▸ EXERCISE BRIEF
From the line that holds "the wooden building." to the last line of the data, copy everything exactly; leave out all the rest.

▸ DATA SHOWN
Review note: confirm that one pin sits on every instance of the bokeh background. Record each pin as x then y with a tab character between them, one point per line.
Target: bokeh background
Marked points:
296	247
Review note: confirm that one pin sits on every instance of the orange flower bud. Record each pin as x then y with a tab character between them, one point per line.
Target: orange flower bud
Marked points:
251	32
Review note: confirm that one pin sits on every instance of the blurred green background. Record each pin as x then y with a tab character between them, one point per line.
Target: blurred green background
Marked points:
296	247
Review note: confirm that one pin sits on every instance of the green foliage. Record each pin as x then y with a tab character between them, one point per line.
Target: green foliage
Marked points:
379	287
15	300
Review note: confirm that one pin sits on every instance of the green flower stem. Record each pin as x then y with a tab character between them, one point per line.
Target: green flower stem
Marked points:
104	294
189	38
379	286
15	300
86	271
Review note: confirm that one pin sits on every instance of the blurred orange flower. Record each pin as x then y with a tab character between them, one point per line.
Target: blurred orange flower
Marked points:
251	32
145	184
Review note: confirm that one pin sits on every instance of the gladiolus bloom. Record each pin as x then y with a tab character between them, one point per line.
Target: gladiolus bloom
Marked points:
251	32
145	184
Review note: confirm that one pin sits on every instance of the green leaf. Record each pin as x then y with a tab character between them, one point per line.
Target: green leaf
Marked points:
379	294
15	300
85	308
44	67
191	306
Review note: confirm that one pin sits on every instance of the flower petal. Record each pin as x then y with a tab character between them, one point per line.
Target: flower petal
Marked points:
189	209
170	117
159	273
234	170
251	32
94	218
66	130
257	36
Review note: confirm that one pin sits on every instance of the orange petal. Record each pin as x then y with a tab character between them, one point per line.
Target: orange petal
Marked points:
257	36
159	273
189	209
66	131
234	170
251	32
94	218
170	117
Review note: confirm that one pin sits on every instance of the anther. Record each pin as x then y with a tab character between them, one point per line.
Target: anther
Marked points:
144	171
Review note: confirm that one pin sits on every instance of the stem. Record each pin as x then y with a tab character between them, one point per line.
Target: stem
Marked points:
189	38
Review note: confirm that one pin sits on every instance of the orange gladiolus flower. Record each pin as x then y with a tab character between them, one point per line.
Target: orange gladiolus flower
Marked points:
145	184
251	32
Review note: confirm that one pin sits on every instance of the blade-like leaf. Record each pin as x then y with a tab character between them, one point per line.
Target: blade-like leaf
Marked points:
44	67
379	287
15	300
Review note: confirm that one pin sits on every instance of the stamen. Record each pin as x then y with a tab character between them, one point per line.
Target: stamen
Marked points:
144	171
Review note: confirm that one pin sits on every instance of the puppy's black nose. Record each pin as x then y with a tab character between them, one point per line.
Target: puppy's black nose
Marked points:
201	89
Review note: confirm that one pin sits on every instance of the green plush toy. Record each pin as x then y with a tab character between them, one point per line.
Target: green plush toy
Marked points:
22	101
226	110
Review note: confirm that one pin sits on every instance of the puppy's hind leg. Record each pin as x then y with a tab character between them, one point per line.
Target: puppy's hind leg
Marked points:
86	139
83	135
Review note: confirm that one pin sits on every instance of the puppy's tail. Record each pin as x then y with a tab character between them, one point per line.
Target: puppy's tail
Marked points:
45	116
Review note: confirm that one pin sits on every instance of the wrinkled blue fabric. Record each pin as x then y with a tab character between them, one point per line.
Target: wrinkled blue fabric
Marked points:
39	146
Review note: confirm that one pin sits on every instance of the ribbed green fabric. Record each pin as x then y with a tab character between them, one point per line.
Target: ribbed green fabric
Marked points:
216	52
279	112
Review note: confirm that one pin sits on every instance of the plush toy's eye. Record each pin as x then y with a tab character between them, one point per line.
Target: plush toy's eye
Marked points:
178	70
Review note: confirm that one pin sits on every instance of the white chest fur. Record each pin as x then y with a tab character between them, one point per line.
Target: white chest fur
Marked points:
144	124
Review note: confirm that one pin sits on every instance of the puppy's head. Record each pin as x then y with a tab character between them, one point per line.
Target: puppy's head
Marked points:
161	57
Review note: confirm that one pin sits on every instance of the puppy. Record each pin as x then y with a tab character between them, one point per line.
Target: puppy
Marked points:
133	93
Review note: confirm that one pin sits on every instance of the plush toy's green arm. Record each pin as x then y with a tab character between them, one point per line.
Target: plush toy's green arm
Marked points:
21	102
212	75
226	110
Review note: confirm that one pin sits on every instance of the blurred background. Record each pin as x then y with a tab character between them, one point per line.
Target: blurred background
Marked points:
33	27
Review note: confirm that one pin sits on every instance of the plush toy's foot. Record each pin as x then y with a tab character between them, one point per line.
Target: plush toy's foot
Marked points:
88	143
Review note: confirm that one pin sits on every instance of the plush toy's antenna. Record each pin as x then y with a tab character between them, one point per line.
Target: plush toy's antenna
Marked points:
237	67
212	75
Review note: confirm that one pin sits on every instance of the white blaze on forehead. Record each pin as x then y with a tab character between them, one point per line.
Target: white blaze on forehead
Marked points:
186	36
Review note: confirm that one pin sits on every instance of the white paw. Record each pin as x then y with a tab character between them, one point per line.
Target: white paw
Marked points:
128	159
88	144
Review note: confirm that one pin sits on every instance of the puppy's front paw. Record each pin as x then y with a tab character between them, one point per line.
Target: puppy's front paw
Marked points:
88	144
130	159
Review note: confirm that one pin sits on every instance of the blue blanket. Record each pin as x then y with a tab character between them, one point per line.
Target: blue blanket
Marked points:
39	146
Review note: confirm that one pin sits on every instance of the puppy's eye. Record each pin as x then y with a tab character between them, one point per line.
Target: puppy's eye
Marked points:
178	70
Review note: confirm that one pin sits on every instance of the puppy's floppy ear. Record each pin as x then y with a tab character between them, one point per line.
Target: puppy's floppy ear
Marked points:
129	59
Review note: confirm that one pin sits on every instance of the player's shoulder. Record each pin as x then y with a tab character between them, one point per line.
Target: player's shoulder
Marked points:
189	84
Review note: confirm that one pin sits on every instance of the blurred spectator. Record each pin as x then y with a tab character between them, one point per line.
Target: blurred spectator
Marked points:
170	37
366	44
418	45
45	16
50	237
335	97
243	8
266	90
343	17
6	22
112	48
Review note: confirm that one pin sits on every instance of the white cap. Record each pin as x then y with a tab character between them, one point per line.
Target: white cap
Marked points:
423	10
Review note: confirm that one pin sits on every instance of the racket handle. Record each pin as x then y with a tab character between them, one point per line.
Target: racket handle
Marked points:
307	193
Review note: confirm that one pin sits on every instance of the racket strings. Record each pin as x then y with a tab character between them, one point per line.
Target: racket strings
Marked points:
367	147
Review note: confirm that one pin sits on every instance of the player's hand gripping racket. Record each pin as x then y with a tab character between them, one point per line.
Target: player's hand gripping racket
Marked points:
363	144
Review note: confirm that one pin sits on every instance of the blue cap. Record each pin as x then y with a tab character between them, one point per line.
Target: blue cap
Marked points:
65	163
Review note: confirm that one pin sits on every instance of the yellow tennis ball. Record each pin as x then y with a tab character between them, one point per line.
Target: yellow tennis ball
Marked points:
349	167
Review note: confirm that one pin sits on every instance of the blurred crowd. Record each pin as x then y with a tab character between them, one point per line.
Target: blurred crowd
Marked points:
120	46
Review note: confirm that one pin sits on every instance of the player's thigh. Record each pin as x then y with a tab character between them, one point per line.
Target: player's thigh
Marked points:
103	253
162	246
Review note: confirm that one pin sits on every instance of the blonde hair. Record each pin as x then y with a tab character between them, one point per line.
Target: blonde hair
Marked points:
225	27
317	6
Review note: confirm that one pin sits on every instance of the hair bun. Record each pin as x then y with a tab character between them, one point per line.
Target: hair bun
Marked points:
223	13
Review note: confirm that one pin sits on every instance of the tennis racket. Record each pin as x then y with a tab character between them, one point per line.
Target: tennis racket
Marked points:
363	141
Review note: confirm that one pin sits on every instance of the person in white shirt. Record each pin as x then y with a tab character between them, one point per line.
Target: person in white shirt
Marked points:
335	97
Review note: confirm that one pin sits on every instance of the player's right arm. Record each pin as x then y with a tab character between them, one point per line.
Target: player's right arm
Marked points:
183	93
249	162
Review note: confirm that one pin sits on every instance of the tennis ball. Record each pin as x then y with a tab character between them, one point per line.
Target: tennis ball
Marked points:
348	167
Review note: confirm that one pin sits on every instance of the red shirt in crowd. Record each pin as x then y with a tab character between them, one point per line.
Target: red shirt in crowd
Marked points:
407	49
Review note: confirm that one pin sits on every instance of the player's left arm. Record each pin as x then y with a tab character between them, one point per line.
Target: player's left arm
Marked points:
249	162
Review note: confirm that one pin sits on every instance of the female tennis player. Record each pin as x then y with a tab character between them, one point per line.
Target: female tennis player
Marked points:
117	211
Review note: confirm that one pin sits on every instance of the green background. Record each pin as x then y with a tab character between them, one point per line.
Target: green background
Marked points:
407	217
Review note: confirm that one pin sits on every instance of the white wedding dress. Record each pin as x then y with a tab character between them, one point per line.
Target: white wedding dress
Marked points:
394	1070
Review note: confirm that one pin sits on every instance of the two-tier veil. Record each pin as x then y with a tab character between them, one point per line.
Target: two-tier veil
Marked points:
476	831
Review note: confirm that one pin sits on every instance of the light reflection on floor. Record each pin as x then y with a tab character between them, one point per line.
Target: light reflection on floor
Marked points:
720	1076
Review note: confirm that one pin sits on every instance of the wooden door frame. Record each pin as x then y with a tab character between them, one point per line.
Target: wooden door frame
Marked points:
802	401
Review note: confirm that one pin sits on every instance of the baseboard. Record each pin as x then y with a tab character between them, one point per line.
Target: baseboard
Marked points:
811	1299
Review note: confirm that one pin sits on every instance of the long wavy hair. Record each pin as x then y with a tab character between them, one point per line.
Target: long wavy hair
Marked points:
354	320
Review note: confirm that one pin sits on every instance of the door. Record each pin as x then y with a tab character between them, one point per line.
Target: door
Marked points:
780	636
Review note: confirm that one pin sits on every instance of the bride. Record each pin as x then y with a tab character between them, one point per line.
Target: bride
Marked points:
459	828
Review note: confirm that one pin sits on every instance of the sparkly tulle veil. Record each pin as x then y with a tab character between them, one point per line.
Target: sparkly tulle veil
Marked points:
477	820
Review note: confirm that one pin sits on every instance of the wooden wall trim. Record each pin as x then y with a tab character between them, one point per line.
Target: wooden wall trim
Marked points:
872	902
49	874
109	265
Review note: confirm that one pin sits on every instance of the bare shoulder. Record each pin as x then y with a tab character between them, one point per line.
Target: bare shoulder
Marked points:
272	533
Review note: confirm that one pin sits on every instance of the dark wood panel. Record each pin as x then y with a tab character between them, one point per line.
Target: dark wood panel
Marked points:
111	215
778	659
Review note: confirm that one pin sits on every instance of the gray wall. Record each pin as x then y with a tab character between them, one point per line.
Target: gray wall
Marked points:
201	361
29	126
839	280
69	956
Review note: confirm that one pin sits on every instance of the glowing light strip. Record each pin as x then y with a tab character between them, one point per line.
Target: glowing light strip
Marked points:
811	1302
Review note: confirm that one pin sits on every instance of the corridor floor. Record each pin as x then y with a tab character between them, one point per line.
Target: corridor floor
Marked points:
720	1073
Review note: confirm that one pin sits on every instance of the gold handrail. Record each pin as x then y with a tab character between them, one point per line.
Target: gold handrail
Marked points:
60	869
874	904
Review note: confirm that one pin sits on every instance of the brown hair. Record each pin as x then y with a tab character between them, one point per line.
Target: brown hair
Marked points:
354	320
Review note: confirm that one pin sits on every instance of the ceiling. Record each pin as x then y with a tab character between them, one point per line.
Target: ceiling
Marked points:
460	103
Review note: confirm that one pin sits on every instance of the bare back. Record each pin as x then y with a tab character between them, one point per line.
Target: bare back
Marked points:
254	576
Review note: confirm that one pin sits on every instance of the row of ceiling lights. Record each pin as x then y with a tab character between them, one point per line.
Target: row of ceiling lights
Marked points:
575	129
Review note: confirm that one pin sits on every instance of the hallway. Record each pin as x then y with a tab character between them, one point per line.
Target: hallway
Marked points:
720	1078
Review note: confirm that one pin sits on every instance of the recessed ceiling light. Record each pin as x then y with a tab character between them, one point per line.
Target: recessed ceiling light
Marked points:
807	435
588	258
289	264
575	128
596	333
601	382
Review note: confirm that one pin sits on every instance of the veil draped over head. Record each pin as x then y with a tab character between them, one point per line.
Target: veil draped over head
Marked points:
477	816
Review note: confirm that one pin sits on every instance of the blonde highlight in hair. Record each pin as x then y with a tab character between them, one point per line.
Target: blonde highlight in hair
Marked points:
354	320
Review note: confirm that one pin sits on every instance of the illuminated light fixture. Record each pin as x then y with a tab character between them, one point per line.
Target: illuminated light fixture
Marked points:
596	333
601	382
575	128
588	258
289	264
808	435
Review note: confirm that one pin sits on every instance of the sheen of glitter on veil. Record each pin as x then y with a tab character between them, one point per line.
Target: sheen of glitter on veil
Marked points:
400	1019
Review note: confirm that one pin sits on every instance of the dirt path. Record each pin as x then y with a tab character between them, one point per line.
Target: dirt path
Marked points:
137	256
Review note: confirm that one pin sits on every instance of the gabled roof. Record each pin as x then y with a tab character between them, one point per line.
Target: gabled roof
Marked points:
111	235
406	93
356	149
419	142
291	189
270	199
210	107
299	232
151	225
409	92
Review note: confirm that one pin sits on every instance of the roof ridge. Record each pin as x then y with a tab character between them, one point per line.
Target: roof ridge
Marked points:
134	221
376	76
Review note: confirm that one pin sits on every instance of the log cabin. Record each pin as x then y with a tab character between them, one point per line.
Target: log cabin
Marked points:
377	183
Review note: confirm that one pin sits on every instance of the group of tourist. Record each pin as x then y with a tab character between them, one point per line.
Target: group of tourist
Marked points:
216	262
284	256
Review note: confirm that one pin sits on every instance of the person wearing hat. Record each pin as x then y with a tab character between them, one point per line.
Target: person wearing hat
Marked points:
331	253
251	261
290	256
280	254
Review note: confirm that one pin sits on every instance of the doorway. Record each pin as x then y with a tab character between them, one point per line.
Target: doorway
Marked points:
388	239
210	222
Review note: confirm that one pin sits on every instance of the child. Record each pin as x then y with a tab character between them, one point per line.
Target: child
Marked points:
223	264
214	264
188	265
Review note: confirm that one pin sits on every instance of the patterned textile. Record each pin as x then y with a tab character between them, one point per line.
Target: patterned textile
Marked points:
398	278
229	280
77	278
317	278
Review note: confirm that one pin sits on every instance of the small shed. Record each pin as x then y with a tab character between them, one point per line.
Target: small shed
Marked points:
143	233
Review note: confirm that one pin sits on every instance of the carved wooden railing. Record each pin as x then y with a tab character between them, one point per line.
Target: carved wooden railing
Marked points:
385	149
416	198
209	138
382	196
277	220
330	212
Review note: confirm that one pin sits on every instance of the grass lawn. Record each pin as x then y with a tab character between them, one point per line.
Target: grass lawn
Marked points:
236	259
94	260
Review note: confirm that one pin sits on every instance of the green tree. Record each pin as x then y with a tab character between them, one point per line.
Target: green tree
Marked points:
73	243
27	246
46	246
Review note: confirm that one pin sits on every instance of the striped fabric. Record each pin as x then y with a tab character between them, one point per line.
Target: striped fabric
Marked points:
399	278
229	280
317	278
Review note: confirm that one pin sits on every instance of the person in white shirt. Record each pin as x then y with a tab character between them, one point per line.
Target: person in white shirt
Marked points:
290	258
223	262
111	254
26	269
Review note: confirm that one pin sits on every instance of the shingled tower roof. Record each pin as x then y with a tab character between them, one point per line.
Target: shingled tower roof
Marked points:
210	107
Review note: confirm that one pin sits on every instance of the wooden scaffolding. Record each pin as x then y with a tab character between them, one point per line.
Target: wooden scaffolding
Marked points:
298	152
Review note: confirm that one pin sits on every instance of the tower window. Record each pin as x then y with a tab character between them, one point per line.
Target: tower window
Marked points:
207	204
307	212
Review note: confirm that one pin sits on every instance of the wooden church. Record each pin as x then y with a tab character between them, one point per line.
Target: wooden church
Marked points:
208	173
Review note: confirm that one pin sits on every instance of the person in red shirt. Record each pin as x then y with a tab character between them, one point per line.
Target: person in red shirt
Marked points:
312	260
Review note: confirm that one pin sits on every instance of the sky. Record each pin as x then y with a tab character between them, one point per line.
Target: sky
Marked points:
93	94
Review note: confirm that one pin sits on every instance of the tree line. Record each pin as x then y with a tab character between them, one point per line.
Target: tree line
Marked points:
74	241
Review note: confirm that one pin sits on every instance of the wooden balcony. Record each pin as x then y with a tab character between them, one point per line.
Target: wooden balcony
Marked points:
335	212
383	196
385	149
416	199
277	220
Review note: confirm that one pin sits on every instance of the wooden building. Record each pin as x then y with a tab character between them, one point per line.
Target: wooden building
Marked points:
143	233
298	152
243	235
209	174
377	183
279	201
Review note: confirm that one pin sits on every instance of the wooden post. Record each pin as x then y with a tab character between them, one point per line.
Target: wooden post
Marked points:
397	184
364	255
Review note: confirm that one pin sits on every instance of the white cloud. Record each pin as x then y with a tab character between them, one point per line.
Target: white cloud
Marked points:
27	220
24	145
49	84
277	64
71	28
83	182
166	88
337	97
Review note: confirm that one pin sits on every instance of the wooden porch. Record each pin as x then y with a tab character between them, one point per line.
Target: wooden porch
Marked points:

▸ RESULT FOR THIS EXERCISE
Review note: confirm that one pin sits on every instance of the wooden building. Record each pin as x then y with a tab character between them, one point per line.
Target: wooden building
Marked points:
143	233
298	152
243	235
209	174
377	183
279	201
Review note: confirm that one pin sits on every instance of the wooden post. Record each pin as x then y with a tab character between them, one point per line.
Target: wooden post
Marked points:
397	184
364	255
Review note: confirm that one pin sits on every instance of the white cloud. Record each pin as x then y with a tab character between them, one point per line.
Target: white cloud
Marked points:
27	220
24	145
49	84
277	64
71	28
83	182
166	88
337	97
Review note: confirm that one pin sits on every instance of the wooden porch. Record each pin as x then y with a tab character between them, one point per line.
Target: wooden porch
Marked points:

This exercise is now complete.